Exercise input:
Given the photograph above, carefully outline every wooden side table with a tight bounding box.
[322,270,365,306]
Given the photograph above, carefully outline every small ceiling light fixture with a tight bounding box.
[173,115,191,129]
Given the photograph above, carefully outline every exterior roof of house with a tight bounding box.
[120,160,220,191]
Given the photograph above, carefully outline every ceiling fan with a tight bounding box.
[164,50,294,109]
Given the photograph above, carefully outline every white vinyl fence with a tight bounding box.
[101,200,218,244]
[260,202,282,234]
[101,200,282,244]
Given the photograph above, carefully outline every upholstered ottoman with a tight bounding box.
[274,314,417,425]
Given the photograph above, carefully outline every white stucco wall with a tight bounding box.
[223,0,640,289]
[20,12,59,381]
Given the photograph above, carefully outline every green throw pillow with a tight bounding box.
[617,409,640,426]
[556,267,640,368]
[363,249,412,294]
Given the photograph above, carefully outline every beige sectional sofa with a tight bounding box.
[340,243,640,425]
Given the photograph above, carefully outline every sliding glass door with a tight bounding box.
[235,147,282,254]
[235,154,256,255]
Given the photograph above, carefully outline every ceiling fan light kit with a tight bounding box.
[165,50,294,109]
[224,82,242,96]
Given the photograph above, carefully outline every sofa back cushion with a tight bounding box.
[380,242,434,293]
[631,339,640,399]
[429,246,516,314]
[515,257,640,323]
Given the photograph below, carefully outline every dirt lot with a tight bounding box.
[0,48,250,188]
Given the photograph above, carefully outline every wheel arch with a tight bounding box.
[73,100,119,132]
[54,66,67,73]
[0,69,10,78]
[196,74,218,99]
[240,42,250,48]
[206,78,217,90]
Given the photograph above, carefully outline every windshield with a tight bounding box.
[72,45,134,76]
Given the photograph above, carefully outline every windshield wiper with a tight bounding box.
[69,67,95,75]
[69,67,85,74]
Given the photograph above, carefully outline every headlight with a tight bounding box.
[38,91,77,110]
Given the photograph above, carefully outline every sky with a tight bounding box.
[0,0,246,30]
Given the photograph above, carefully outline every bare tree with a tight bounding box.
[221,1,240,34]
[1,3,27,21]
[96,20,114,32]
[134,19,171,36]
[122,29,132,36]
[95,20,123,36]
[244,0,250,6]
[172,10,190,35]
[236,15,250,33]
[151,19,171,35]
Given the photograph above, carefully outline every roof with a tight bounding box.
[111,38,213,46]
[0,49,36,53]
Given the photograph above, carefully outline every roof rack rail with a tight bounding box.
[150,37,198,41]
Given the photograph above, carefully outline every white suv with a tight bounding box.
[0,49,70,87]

Action item: Each entry above should be output again, precisely as given.

Reply to the task:
Given the photograph above, carefully outline every wooden side table with a tight bounding box.
[322,270,365,306]
Given the photograph above, carefully outline every small ceiling light fixture with a tight bounding box.
[173,115,191,129]
Given the photograph above, carefully outline every exterior roof of house with a tight bounding box.
[120,160,220,191]
Given the photograph above, carefully outline every ceiling fan with a tight bounding box.
[164,50,294,109]
Given the photograph above, carefully outline every white vinyl fence with a tight bounding box.
[101,200,218,244]
[260,202,282,234]
[101,200,282,244]
Given the photograph above, carefully outline every upholstered ottoman with a tight bounding box.
[274,314,417,425]
Given the photograph above, carefully outline every white stucco wall with a tight bounding box.
[223,0,640,289]
[20,12,59,381]
Given the photograph above, carefully outline every green throw pillow with a tight bounding box.
[617,409,640,426]
[556,267,640,368]
[363,249,412,294]
Given the photograph above, carefully outline every beige sectional sofa with a tight bounding box.
[340,243,640,425]
Given the photograph above, carefully outline every sliding glass door with a tight bounding box.
[235,147,282,254]
[235,154,256,255]
Given the photograph above, carefully outline every ceiling fan light kit with a tight bounding box.
[165,50,294,109]
[224,82,242,96]
Given the photograph above, carefully outline every sofa back cushion with a tight bounding box.
[380,242,434,293]
[631,339,640,399]
[429,246,516,314]
[515,257,640,323]
Given the photograph below, carefully outline every dirt lot with a tight bounding box.
[0,48,250,188]
Given the photograph above, carefully outline every wheel arch with a tight bounding box.
[73,100,119,132]
[54,66,67,73]
[0,69,10,78]
[196,74,218,99]
[240,42,250,48]
[206,78,217,90]
Given the photograph above, carefully outline every windshield with a tight bounding box.
[72,45,134,76]
Given the photograph above, carefully outline every windshield wiper with a tight bounding box.
[69,67,95,75]
[69,67,85,74]
Given the photograph above, carefully outline every headlight with a tight bounding box.
[38,91,77,110]
Given the photograph above, carefully outline every sky with a tight bounding box.
[0,0,246,30]
Given the photograph above, carefully outline every bare tree with a tight bounding box.
[221,1,240,34]
[1,3,27,21]
[96,20,114,32]
[134,19,171,36]
[122,29,132,36]
[95,20,123,36]
[244,0,250,6]
[172,10,190,35]
[236,15,250,33]
[151,19,171,35]
Given the photograph above, carefully outline every roof with a tight bounding box.
[111,38,213,46]
[0,49,36,53]
Given the photograph above, carefully outline every roof rack rail with a tight bounding box.
[150,37,198,41]
Given the photograph above, carefully outline every white suv with a tight bounding box.
[0,49,70,87]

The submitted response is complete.